Records for the task =
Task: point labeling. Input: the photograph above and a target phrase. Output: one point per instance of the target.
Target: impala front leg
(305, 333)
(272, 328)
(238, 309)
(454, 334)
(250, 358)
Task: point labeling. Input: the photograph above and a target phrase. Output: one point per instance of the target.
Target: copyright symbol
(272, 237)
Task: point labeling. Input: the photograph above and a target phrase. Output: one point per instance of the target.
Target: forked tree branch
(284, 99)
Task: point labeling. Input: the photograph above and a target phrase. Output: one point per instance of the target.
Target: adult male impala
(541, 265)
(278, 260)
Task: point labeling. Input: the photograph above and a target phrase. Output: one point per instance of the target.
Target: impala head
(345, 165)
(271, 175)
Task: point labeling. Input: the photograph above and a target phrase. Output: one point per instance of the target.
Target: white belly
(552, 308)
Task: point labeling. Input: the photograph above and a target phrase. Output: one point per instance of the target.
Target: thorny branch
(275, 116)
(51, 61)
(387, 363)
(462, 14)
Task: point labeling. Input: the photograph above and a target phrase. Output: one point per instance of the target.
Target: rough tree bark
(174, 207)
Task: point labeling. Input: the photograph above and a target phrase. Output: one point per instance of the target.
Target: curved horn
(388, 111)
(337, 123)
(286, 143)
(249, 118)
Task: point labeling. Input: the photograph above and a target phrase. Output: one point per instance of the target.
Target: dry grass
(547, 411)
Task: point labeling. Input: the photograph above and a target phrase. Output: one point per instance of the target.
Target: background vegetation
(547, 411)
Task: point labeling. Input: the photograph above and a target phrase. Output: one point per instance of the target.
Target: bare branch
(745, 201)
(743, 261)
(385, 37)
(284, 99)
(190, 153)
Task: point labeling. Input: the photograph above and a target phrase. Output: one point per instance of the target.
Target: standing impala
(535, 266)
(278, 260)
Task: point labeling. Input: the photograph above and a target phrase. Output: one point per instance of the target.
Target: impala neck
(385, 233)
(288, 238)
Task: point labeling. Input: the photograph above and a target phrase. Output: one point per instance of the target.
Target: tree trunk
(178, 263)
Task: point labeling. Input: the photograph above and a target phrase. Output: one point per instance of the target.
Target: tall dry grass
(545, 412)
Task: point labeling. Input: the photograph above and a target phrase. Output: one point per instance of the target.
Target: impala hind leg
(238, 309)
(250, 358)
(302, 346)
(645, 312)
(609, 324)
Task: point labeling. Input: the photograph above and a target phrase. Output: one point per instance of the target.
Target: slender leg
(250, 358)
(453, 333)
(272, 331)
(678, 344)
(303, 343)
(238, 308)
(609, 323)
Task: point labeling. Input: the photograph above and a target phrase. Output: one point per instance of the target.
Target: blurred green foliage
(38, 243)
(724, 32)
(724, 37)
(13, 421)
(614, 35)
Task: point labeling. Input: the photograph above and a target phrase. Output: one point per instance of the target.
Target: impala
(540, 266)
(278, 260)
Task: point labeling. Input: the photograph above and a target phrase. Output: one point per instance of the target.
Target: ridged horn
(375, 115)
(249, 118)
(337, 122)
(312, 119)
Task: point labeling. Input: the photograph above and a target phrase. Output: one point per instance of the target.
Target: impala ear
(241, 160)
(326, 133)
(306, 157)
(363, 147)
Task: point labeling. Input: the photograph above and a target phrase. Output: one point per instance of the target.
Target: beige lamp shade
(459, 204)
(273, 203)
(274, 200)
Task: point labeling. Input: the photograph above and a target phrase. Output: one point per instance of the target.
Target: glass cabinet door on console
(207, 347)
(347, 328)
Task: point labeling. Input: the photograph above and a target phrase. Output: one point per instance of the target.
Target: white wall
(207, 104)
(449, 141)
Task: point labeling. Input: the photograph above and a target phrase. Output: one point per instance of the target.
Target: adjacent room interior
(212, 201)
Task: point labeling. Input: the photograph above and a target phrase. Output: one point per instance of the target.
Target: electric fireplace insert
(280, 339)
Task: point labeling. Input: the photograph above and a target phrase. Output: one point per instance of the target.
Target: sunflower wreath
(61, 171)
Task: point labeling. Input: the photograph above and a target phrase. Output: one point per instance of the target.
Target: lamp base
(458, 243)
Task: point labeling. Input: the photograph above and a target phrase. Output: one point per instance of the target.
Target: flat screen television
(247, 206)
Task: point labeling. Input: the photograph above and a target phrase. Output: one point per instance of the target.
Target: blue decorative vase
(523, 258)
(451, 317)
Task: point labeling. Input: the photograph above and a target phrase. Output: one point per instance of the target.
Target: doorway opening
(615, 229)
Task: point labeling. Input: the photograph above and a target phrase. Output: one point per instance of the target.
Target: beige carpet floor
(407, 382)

What is needed = Extract the data in full. Keep it word for word.

Final result =
Task: point labeling. Input: the photograph above and a target phrase. Output: one point per instance of the target.
Target: impala front leg
(305, 333)
(272, 328)
(238, 309)
(454, 334)
(250, 358)
Task: point labeling. Input: the photograph above and a target phrase. Output: one point per instance of the target.
Target: copyright symbol
(272, 237)
Task: point labeling. Input: the photograph above and a target phrase. Output: one point per instance of the target.
Target: forked tree branch
(284, 99)
Task: point labeling. Input: the photograph above and a target phrase. Output: one point per instance of the target.
Target: adult male impala
(541, 265)
(278, 260)
Task: point labeling. Input: the photograph above and a target phrase. Output: one point per instance of the target.
Target: impala head
(345, 165)
(271, 175)
Task: point labeling. Input: the photograph above and a target phrase. Output: one point per instance of the target.
Target: white belly
(552, 308)
Task: point labeling. Input: the photograph above and a target phrase. Output: one point per instance of the target.
Target: thorny branch
(275, 116)
(51, 61)
(387, 363)
(462, 14)
Task: point labeling. Input: the photograph above and a target phrase. Output: one point per instance of the target.
Target: rough tree bark
(174, 207)
Task: point labeling. Input: the photograph above and a target phrase. Output: one point per instance of the target.
Target: curved horn
(388, 111)
(337, 123)
(286, 143)
(249, 118)
Task: point labeling. Input: the photograph above and a target phrase. Output: one point per instance of the target.
Target: dry grass
(547, 411)
Task: point labeling. Input: the photograph above and a target phrase. Output: one point per instance of the target.
Target: background vegetation
(547, 411)
Task: point labeling. Input: the photograph above and a target phrase. Output: one point per instance of the target.
Target: bare branch
(745, 201)
(743, 261)
(385, 37)
(284, 99)
(190, 153)
Task: point labeling. Input: the photograph above and a target phrase. Output: one point per instance of the target.
Target: standing impala
(535, 266)
(278, 260)
Task: point labeling. Input: the photograph above and a target phrase. Output: one point per instance of the target.
Target: impala neck
(385, 233)
(288, 238)
Task: point labeling. Input: the photograph above and a target phrase. Output: one point per instance of the target.
Target: tree trunk
(178, 263)
Task: point labeling. Input: the photograph above and a target phrase. Output: one point per instance of the target.
Target: tall dry grass
(545, 412)
Task: point labeling. Input: the photograph above and a target phrase. Output: one point per instance of the target.
Target: impala hind leg
(238, 309)
(250, 358)
(302, 346)
(645, 312)
(609, 324)
Task: point labeling. Input: the photograph above and a target phrase. Output: one point per instance of the target.
Target: slender leg
(250, 358)
(453, 333)
(272, 331)
(678, 344)
(303, 343)
(238, 308)
(609, 323)
Task: point labeling. Input: the photograph above and a target phrase. Output: one point per instance of the target.
Target: blurred green foliage
(38, 243)
(724, 32)
(724, 37)
(13, 421)
(614, 35)
Task: point labeling. Input: the photograph above and a target phrase. Output: one point per instance of the target.
Target: impala
(540, 266)
(278, 260)
Task: point labeling. Input: the photograph above and a target phrase. Output: one point per instance of the target.
Target: ridged horn
(375, 115)
(249, 118)
(337, 122)
(312, 119)
Task: point labeling. Input: the photograph above and a target phrase. Output: one point per instance of the target.
Target: impala ear
(241, 160)
(326, 133)
(306, 157)
(363, 147)
Task: point labeling. Input: the photograph above and a target phrase. Output: one point per instance of the target.
Target: beige lamp shade
(459, 204)
(273, 203)
(274, 200)
Task: point labeling. Input: the photograph above and a target phrase. Output: one point per instance of the target.
Target: glass cabinet door on console
(207, 347)
(347, 328)
Task: point labeling. Input: the photograph above and a target phrase. Output: one point per instance of the target.
Target: white wall
(207, 104)
(449, 141)
Task: point labeling. Input: the photograph above and a target phrase. Output: one point per instance of the target.
Target: adjacent room interior
(212, 201)
Task: point labeling. Input: the photograph above and a target phrase. Output: one point per instance of the target.
Target: electric fireplace insert
(280, 339)
Task: point labeling. Input: the photograph above and a target phrase. Output: one point per instance of the target.
Target: sunflower wreath
(61, 171)
Task: point labeling. Input: the photograph above and a target phrase. Output: one point per instance of the target.
Target: lamp base
(458, 243)
Task: point labeling. Input: the photograph above and a target phrase. Output: one point per instance of the target.
Target: flat screen television
(247, 206)
Task: point labeling. Input: the photograph above and a target phrase. Output: one point per instance of the target.
Target: blue decorative vase
(523, 258)
(451, 317)
Task: point labeling. Input: the photograph above and a target phrase. Output: one point per instance of the target.
Target: doorway opening
(615, 229)
Task: point labeling. Input: the photograph above and a target phrase. Output: one point per instance of the target.
Target: beige carpet floor
(407, 382)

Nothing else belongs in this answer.